_WHAT THE TASK REQUIRES_
Answer these from the passage below on AI use by SMB HR teams:
1. What percentage of SMB HR professionals use AI for recruiting and onboarding?
2. What three kinds of sensitive data are named as being fed into unvetted platforms?
3. What two threats are organizations said to be exposing themselves to?

Small and mid-sized businesses (SMBs) are currently winning the artificial intelligence AI adoption race. However, they could be doing so at a dangerous cost. Specifically, a new report reveals that 73% of SMB HR professionals now use AI for recruiting and onboarding. Yet, most of these teams are operating without any formal policies, security checks, or governance.
SMB HR AI: The Governance Gap
In practice, HR teams are often pasting sensitive data into consumer-grade AI tools. For instance, employee records, compensation details, and performance reviews are being fed into unvetted platforms.
Consequently, organisations are exposing themselves to accidental data leaks and “prompt-injection” attacks. According to Žilvinas GirÄ—nas of nexos.ai, many leaders don’t realise that these tools actually keep and train on the data provided. Therefore, the “Shadow AI” problem is now a major threat to personal data privacy.

_ENTRIES SHOWN_
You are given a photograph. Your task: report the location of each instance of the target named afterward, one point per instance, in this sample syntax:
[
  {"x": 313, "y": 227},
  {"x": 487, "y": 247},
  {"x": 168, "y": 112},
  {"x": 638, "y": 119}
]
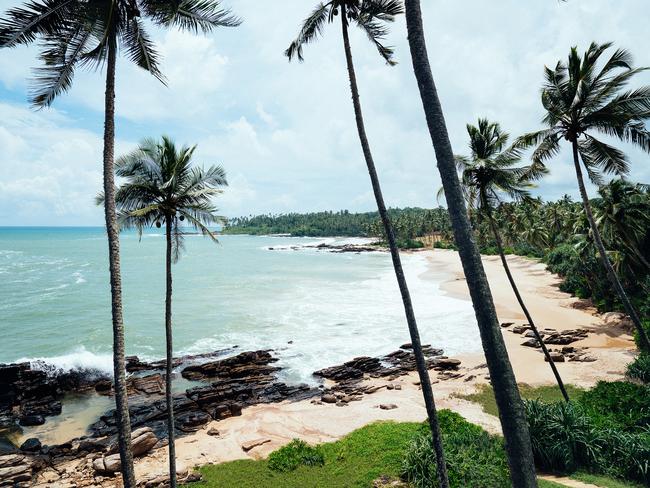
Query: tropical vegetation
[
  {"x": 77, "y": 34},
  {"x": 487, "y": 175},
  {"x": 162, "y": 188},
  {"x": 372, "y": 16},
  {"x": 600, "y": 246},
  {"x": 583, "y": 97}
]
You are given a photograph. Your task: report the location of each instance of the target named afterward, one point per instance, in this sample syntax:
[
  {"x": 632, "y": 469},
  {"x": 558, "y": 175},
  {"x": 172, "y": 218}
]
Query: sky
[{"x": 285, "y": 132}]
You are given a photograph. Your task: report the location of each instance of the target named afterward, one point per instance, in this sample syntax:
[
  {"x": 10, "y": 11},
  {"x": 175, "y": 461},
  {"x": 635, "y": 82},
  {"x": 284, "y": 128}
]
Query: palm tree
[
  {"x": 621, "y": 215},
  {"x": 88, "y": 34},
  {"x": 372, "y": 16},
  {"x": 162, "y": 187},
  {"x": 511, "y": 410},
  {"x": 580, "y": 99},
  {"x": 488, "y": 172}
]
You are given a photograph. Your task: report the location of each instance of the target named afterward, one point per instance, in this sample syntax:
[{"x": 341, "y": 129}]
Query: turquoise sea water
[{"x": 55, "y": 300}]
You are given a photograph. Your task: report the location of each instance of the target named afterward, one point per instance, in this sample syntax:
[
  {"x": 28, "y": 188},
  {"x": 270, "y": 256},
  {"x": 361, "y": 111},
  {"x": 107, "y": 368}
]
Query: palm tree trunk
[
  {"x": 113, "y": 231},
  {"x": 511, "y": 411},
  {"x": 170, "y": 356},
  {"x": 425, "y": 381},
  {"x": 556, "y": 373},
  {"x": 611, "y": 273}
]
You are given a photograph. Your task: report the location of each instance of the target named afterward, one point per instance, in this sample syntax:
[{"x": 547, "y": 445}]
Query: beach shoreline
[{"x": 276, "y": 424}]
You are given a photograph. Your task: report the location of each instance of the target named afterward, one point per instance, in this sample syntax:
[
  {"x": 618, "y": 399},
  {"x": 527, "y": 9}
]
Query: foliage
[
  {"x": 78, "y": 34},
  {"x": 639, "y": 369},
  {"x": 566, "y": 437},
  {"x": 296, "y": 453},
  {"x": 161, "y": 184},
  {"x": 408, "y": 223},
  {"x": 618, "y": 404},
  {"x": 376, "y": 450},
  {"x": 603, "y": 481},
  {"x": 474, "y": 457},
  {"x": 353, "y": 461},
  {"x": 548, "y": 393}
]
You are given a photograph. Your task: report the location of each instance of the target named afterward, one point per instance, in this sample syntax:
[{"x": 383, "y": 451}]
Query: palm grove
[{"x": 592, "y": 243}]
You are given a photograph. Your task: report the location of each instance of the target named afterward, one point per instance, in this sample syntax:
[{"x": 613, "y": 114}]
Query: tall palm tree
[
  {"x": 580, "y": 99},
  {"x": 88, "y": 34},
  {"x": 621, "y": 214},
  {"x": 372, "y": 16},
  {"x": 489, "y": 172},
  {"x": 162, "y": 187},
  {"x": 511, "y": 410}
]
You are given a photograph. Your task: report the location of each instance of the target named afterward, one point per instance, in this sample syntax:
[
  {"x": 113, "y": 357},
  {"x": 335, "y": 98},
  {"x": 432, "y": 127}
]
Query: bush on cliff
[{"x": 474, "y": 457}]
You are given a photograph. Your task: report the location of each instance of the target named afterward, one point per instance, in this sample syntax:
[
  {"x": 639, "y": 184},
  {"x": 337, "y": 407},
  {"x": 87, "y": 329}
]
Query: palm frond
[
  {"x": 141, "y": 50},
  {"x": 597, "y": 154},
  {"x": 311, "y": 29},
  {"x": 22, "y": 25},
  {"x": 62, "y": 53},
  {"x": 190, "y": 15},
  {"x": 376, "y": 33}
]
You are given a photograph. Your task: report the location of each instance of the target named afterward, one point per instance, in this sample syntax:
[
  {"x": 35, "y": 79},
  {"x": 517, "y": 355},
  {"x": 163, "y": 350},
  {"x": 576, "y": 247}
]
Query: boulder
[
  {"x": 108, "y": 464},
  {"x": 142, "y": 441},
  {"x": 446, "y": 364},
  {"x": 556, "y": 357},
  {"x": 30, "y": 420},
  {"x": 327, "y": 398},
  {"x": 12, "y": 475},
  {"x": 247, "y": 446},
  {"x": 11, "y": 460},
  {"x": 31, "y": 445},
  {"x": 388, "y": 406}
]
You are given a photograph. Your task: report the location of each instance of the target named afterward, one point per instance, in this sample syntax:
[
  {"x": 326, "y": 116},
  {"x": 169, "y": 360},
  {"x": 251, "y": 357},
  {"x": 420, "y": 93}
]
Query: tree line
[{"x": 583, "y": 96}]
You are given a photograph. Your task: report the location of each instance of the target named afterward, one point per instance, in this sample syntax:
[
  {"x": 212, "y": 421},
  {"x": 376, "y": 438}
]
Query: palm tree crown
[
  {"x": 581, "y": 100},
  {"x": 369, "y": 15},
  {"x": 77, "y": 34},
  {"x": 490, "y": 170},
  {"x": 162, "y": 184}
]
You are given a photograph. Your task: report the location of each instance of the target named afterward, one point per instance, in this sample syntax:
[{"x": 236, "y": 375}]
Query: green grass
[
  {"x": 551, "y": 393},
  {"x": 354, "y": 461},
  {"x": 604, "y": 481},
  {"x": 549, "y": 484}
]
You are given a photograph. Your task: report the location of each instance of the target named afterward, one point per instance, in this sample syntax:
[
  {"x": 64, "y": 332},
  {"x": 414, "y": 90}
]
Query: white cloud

_REPLY_
1. 73%
2. Employee records, compensation details, and performance reviews
3. Accidental data leaks and "prompt-injection" attacks